*** Entries supplied Section Begins ***

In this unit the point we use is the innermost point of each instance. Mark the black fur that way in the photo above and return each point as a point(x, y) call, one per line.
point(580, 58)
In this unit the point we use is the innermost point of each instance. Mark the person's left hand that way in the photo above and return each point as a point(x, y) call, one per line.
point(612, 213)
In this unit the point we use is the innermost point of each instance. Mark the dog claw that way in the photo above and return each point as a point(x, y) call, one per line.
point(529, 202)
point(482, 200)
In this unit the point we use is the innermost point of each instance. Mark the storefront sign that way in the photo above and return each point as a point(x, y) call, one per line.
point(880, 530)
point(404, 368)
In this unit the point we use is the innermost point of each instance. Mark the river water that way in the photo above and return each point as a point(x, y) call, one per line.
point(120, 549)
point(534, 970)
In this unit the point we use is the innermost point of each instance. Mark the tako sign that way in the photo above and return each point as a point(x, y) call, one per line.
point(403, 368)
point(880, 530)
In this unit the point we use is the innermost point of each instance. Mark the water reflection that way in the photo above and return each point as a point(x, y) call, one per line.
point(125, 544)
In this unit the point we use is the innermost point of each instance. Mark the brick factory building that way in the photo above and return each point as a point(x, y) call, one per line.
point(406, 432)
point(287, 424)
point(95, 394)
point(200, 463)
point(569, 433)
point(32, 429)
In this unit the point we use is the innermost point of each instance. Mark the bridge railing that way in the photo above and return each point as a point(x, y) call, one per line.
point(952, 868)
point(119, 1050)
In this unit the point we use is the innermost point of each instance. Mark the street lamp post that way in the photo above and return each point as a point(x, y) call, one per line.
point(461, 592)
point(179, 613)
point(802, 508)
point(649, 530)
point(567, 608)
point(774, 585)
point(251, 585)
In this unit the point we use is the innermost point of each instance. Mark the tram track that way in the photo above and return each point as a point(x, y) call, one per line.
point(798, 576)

*** Entries supplied Section Ends ***

Exercise aim: Write out only those lines of the entries that lie between the line containing "Mark the bridge" and the last line, inclusive, reproducing them exactly.

Response for this exercise:
In this unit the point we use is the innermost point of each instance. Mark the bridge railing that way in the photo above and return each point as a point(x, y) call, one per line.
point(952, 868)
point(119, 1050)
In this unit the point we use is the innermost point of each instance. Mark the street lamp post that way in the photo above and return each point as a point(x, y) call, one per line.
point(461, 592)
point(179, 613)
point(802, 508)
point(649, 530)
point(567, 608)
point(774, 585)
point(251, 585)
In this unit the point we use is the innermost point of each instance. Mark the tram track that way in the photo above and return each point as a point(x, y) call, one per line.
point(798, 576)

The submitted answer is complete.